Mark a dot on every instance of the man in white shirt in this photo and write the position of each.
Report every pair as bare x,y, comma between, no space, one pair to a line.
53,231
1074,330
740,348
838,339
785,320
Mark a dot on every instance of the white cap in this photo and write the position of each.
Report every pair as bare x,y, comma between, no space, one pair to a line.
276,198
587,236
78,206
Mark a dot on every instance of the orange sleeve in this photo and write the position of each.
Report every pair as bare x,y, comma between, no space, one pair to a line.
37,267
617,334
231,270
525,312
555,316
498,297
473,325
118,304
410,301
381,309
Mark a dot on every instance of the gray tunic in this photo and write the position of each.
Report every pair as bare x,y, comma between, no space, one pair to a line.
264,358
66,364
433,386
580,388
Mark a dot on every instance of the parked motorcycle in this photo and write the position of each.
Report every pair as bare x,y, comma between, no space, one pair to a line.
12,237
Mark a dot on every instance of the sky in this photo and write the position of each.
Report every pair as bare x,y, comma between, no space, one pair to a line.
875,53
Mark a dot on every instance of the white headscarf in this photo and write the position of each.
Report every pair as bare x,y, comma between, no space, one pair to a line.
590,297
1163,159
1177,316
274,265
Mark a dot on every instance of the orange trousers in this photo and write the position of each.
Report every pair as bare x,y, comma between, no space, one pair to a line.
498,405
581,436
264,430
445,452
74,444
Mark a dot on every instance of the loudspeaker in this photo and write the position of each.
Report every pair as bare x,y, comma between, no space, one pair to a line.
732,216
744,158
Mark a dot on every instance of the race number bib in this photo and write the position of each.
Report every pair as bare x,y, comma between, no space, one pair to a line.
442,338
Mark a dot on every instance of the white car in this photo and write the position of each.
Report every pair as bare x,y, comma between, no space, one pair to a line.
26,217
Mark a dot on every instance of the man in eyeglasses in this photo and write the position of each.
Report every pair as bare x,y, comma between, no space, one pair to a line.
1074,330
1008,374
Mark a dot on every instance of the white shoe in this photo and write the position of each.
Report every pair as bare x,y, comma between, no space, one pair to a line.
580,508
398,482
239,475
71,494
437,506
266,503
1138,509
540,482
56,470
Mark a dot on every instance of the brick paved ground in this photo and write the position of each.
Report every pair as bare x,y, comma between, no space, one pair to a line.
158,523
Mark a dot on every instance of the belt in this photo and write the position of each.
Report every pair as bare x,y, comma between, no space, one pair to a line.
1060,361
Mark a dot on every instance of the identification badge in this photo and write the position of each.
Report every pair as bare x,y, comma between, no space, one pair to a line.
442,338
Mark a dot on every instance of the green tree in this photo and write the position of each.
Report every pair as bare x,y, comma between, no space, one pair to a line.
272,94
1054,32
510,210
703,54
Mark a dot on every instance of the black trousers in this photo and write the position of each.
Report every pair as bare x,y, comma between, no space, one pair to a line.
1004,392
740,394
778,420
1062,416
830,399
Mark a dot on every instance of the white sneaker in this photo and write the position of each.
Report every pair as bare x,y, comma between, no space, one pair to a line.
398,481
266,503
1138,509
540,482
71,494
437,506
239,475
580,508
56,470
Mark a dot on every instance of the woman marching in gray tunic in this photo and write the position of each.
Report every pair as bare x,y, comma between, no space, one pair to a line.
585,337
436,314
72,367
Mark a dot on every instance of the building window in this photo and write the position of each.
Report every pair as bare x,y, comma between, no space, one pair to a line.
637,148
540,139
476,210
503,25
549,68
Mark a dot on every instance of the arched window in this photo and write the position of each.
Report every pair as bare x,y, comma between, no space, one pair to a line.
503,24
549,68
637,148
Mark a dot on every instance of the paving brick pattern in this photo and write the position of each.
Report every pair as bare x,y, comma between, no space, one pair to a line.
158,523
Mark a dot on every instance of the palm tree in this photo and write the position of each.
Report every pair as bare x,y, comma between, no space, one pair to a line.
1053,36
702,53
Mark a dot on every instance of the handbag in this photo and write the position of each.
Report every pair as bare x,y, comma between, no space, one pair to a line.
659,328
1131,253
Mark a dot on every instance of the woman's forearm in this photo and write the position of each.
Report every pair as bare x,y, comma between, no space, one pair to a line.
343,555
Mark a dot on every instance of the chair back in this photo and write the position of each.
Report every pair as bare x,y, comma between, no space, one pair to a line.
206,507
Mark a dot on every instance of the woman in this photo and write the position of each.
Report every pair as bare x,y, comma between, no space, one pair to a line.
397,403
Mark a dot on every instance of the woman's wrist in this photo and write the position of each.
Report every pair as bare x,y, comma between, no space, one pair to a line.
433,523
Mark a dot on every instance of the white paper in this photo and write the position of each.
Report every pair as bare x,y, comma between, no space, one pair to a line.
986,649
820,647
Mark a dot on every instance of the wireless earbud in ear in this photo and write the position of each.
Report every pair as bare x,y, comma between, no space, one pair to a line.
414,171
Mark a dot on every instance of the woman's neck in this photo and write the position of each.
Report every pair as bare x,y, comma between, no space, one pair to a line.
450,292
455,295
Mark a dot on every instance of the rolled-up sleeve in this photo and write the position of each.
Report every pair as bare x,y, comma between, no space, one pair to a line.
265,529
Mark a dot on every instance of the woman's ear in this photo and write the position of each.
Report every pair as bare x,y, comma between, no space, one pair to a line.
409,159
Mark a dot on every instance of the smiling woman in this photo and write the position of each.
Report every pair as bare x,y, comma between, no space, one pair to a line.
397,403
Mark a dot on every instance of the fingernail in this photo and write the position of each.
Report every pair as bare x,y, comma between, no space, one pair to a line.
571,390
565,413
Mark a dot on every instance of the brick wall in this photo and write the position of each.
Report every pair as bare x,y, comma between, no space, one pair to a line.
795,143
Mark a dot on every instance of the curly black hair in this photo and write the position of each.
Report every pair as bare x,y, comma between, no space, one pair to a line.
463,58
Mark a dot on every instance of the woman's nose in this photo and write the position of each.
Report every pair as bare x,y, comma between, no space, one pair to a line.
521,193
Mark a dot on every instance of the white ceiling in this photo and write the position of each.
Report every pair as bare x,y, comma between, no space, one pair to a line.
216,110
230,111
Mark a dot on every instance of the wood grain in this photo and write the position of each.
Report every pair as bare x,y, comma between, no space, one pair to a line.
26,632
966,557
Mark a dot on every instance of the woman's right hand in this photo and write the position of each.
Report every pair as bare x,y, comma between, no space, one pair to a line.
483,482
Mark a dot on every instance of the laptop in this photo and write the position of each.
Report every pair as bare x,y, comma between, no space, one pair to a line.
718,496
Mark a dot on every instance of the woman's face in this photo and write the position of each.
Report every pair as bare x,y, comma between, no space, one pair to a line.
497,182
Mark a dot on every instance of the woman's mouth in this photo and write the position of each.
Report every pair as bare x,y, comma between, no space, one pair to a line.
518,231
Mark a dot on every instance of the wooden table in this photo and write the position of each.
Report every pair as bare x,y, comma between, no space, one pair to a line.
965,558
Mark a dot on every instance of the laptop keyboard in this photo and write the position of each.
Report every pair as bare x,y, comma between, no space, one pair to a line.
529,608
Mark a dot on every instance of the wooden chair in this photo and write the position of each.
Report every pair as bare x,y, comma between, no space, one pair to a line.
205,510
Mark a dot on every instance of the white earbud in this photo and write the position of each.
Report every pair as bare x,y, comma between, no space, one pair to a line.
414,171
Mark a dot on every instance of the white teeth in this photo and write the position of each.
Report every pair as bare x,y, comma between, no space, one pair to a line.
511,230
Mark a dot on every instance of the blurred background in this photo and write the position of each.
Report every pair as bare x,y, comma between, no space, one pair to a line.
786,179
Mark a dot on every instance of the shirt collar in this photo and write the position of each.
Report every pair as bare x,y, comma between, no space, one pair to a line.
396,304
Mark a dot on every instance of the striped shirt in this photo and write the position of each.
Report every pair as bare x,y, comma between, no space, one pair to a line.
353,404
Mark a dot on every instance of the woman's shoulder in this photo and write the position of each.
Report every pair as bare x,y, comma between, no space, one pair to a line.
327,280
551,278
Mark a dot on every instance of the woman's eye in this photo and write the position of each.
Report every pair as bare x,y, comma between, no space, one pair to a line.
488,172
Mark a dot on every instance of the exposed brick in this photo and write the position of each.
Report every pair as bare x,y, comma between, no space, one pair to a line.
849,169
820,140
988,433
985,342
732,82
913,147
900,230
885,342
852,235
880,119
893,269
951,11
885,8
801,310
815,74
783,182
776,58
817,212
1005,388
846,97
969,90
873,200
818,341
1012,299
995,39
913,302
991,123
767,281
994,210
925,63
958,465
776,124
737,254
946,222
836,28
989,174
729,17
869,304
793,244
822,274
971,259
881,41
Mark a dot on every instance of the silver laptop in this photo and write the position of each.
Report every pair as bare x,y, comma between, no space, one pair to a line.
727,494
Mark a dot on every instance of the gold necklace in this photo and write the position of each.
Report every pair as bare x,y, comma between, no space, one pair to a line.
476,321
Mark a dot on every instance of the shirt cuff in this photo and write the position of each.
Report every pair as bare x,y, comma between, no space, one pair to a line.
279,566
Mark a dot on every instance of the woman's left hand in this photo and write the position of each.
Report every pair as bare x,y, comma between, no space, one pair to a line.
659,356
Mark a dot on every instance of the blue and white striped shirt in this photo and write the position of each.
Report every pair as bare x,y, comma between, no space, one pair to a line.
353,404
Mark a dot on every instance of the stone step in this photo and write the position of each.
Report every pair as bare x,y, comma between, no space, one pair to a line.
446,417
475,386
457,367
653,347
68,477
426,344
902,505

☆ ☆ ☆ ☆ ☆

Aim -> Could you quote, exactly as they appear, the line containing "Mark a dot on every instance of the silver" and every line after it to the end of the records above?

Solution to this problem ->
Mark a dot on every instance of the silver laptop in this photo and write the position of each.
Report every pair as bare x,y, comma between, no space, one pair to a line.
727,494
Mark a dot on every instance of the gold necklace in this photo and write the position of each.
Report every pair as bare x,y, comma between, no space, one pair to a line.
476,321
Mark a dot on every instance of the shirt cuff in this photo and write the position of each.
Report every pair as bare x,y, comma between, no space, one pair to a line.
279,566
Mark a dot on every instance of the woman's left hand in this photo and write the position of each.
Report every pair as bare x,y, comma between, no space, one pair to a line.
659,356
Mark a dot on every instance of the blue and white striped shirt in this photo and write the position of each.
Report every pair as bare x,y, comma between, no space, one pair to a line.
353,404
Mark a dot on every instance of the stone step in this photo and write the position of each.
Report every pair as bare x,y, comma between, no space, one pair to a line.
446,417
475,386
457,367
653,347
68,477
426,344
902,505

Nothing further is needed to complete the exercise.